Short task 1:
In the passage about the film True Story, where does Finkel visit Christian Longo while Longo awaits trial?

Passage provided:

------------------------------

Jonah Hill and James Franco in True Story.
Based on the real account of a disgraced reporter for the New York Times and his 2006 memoir, True Story: Murder, Memoir, Mea Culpa, the film True Story reveals the lives of two men who must each deal with their own moral transgressions and who form an unusual relationship.
Mike Finkel (Jonah Hill) has a brilliant career as a journalist until he gets caught in a lie. Writing an exposé on African child slaves, he combines the true details of several children into the persona of one fictitious boy. Finkel is exposed, fired, and disgraced.
And soon after, he faces an even bigger temptation. A man named Christian Longo (James Franco) gets arrested for killing his family while identifying himself as Mike Finkel, the New York Times reporter. Seizing the chance for a news scoop, Finkel visits Longo in Oregon’s Lincoln County jail where Longo is awaiting trial. And with each man facing a life crisis, the two bare their souls, though Finkel does most of the baring. Longo makes him an offer: Finkel gets exclusive information if he’ll be his writing coach. Finkel is hungry to turn Longo’s story into a book. But can he really trust Longo? And does this question roar as loud in Finkel’s mind as it does in ours?

------------------------------

Short task 2:
Put everything in the records below, from the line containing "Exercise. Put one point on each instance of the green plastic" down to the end of the records, into a JSON list of strings with one string per line, leaving out blank lines.

------------------------------

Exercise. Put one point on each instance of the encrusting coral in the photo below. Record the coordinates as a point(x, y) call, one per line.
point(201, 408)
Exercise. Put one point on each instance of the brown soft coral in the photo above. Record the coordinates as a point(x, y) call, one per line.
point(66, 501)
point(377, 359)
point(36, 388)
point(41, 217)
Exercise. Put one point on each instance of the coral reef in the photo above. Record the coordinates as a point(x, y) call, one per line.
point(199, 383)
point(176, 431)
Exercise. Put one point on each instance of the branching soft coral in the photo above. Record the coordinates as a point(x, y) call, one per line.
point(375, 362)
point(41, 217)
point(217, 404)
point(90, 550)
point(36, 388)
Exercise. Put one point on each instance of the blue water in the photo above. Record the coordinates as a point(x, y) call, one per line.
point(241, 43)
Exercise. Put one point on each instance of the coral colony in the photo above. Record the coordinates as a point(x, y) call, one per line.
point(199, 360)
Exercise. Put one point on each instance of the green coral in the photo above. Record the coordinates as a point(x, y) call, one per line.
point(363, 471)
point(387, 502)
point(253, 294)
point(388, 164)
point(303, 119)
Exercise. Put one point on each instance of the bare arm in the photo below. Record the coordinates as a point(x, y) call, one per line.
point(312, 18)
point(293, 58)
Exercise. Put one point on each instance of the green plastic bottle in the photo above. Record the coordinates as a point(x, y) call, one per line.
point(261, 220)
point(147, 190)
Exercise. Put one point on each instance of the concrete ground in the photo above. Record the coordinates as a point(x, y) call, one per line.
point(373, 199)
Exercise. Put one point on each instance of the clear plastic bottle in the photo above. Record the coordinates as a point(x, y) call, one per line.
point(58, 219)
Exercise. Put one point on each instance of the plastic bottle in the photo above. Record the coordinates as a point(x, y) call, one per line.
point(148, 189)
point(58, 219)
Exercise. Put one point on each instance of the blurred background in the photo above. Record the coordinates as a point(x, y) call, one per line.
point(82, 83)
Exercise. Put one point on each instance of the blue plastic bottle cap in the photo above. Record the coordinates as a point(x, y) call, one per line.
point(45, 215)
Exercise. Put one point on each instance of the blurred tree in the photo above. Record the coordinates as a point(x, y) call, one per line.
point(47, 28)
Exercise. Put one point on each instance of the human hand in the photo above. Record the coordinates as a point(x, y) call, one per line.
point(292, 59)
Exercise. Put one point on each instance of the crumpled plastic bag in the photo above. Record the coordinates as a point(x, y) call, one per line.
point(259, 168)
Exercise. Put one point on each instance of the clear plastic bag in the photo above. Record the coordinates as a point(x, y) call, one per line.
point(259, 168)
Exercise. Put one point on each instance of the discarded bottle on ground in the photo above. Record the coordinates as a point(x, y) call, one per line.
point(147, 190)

------------------------------

Final answer 1:
Oregon's Lincoln County jail.

Final answer 2:
[
  "Exercise. Put one point on each instance of the green plastic bottle in the photo above. Record the coordinates as a point(x, y) call, one per line.",
  "point(261, 220)",
  "point(147, 190)",
  "Exercise. Put one point on each instance of the concrete ground in the photo above. Record the coordinates as a point(x, y) call, one per line.",
  "point(373, 199)",
  "Exercise. Put one point on each instance of the clear plastic bottle in the photo above. Record the coordinates as a point(x, y) call, one per line.",
  "point(58, 219)",
  "Exercise. Put one point on each instance of the plastic bottle in the photo above. Record the coordinates as a point(x, y) call, one per line.",
  "point(148, 189)",
  "point(58, 219)",
  "Exercise. Put one point on each instance of the blurred background in the photo above. Record the coordinates as a point(x, y) call, one per line.",
  "point(82, 83)",
  "Exercise. Put one point on each instance of the blue plastic bottle cap in the photo above. Record the coordinates as a point(x, y) call, one per line.",
  "point(45, 215)",
  "Exercise. Put one point on each instance of the blurred tree in the photo above. Record the coordinates as a point(x, y) call, one per line.",
  "point(47, 28)",
  "Exercise. Put one point on each instance of the human hand in the photo above. Record the coordinates as a point(x, y) call, one per line.",
  "point(292, 59)",
  "Exercise. Put one point on each instance of the crumpled plastic bag in the photo above. Record the coordinates as a point(x, y) call, one per line.",
  "point(259, 168)",
  "Exercise. Put one point on each instance of the clear plastic bag in the photo above. Record the coordinates as a point(x, y) call, one per line.",
  "point(259, 168)",
  "Exercise. Put one point on each instance of the discarded bottle on ground in the photo above. Record the coordinates as a point(x, y) call, one per line.",
  "point(147, 190)"
]